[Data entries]
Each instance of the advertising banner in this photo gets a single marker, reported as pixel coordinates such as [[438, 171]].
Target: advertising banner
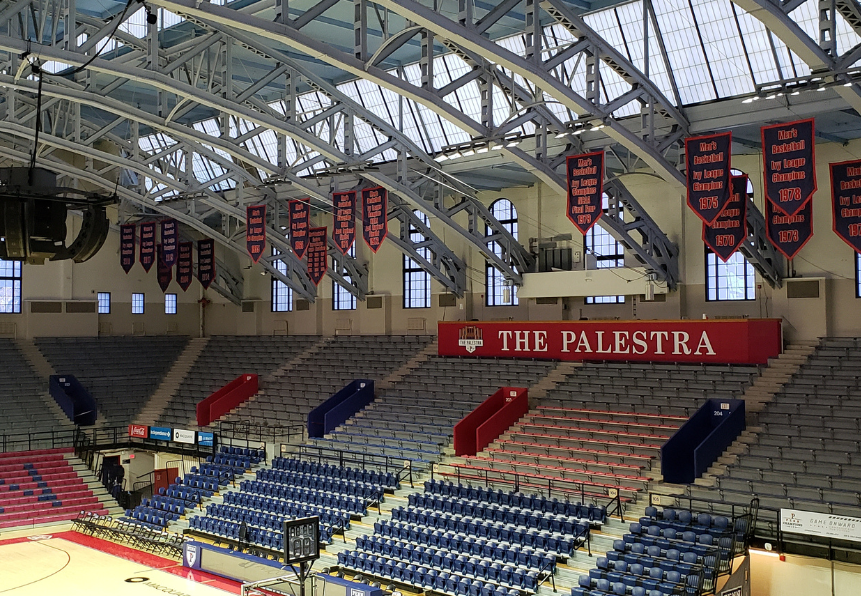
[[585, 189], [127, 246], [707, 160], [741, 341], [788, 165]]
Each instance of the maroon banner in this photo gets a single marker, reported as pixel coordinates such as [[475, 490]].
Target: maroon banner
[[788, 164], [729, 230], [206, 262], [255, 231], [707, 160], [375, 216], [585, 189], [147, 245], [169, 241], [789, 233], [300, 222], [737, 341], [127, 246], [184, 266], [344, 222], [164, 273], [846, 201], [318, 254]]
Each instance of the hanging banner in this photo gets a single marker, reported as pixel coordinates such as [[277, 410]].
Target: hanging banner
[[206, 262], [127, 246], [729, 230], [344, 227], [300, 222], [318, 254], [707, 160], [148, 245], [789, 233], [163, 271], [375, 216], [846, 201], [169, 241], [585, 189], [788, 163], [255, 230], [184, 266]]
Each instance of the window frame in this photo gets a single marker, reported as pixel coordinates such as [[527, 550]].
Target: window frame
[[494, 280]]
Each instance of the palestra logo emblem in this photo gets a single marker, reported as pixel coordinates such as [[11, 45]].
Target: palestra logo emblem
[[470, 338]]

▶ **ACTION ITEM**
Your output should be an exact copy of the lines from the one containing "Each instance of the window" through the last line of the data above.

▶ **ANSWER TO THIS PROBLEM**
Each instance of the window frame in this photo gets a single marker, reported as pixel coordinates such as [[527, 550]].
Target: window frame
[[494, 280]]
Each instance of the palestra logo emblem in this photo gets a single marker, reported as pixel coordinates such as [[11, 45]].
Target: palestra logo emblem
[[470, 338]]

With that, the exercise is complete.